David Hoover, Teaching in India, is 2013 Winner of Battey National Educator of the Year Award
April 8, 2013
David Hoover, a teacher of high school biology, chemistry and environmental science at the American Embassy School in New Delhi, India, is the 2013 winner of the Battey National Educator of the Year Award. Presented by DePauw University's Honor Scholar Program, the Battey Award recognizes a teacher who inspired a current DePauw Honor Scholar while that student was attending high school. Hoover (pictured at right with his family) was nominated by K. Kartik Amarnath, a DePauw senior.
As the recipient of the Battey National Educator Award, Hoover will get a $7,500 honorarium for Thapa and a $1,500 grant for the American Embassy School to be applied, with suggestions from the winner, to programs at the school.
Born in Boston, Hoover earned a B.S. in biology from Hobart College in New York, and an M.A. in that subject from the State University of New York (SUNY), Binghamton.
Five years later, Hoover began teaching in international schools, first at the American School of Kinshasa in Zaire. After being evacuated from that country in the midst of civil unrest in October 1991, Hoover returned to California to teach for one semester at the Buckley School in North Hollywood. He then joined the faculty of the International School of Bangkok, and worked in Thailand from 1992-95. Since then he has taught at the American Embassy School in New Delhi. Founded in 1952, it is an independent, co-educational day school which offers an educational program from pre-kindergarten (Early Childhood Education) through grade 12.
"As a student at Hobart and SUNY Binghamton, I did not intend to teach. During those years, I simply enjoyed biology and I wanted to get as much as I could. I let my passion for the subject pull me along, rather than an intended career," Hoover notes.

**Entries supplied**.
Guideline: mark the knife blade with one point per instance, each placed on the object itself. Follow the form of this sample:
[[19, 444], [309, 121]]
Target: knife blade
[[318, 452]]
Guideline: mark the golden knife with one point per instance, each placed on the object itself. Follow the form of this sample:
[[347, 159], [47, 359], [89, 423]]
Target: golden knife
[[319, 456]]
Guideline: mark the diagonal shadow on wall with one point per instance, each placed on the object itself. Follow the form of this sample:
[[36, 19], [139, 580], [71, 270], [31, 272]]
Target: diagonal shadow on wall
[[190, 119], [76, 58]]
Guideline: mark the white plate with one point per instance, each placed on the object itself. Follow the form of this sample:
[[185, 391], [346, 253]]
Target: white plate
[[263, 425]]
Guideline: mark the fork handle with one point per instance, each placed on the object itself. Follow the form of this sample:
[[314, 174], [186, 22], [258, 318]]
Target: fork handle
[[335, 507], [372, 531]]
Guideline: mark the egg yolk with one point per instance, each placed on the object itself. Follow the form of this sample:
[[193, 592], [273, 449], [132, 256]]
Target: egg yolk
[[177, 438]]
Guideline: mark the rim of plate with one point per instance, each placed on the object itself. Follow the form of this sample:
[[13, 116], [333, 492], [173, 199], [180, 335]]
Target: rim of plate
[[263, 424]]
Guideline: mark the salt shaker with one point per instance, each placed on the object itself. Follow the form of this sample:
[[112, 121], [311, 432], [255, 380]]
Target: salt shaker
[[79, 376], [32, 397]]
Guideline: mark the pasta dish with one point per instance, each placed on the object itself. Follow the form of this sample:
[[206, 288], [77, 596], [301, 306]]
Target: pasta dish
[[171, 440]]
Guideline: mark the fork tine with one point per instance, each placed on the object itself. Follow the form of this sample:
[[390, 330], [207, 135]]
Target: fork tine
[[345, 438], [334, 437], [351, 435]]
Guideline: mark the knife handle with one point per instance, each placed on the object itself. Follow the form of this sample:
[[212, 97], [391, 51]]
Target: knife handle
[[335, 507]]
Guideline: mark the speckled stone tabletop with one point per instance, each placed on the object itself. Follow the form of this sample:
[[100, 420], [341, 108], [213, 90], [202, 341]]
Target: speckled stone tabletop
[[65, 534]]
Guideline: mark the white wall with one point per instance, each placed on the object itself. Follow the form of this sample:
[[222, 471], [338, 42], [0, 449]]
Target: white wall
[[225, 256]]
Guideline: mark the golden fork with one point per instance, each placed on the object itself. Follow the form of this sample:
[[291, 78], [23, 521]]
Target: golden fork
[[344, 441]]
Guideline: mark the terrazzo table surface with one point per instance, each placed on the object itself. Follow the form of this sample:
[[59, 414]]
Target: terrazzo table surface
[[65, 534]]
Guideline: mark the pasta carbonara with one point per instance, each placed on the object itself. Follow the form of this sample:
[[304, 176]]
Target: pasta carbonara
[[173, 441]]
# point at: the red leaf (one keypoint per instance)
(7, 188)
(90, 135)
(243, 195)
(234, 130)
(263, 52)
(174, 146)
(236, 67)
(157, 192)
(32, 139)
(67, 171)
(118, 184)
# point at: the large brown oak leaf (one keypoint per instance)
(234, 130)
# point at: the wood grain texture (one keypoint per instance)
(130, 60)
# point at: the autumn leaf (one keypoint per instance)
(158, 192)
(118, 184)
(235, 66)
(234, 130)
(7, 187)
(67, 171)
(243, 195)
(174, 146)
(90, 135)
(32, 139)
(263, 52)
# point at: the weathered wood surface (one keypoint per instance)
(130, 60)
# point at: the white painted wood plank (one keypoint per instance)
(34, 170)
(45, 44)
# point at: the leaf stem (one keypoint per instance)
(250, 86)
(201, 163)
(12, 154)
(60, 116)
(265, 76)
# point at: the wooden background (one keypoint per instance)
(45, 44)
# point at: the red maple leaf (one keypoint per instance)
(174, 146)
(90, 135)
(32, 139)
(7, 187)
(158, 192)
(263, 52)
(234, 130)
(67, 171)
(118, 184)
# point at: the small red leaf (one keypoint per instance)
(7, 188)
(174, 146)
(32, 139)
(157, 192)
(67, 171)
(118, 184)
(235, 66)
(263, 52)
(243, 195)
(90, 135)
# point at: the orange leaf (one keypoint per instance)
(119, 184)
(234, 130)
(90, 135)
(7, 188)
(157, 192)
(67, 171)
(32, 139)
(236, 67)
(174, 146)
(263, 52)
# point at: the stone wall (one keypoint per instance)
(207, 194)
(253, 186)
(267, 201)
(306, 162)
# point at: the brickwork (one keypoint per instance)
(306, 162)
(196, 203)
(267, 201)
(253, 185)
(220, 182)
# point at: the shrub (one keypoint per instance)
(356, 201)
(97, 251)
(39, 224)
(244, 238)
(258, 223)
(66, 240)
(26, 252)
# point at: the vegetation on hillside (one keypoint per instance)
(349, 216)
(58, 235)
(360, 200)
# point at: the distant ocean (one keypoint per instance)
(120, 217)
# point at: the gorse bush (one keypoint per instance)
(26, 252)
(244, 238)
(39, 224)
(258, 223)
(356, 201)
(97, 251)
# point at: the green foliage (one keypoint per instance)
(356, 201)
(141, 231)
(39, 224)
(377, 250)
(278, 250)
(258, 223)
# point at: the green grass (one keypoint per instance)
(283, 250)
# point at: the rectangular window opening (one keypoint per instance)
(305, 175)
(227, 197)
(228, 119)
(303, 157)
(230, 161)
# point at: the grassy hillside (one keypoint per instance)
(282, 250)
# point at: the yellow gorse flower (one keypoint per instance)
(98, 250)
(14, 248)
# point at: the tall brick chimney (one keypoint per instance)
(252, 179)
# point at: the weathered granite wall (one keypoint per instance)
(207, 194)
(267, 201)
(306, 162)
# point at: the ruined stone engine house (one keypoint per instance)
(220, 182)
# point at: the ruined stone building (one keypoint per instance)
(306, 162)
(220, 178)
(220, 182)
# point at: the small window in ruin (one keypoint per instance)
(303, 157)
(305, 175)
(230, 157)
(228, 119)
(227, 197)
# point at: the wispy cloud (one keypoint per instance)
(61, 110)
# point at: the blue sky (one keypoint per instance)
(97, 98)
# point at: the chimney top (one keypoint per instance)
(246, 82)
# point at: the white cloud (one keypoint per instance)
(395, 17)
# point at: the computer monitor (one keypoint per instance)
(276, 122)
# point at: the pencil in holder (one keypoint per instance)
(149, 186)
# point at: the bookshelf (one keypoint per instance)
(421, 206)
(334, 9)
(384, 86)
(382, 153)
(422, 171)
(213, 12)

**Your assignment**. According to the article about the Battey Award, where did David Hoover earn his B.S. in biology? The entries are separate material and have no connection to the article about the Battey Award.

**Answer box**. Hobart College in New York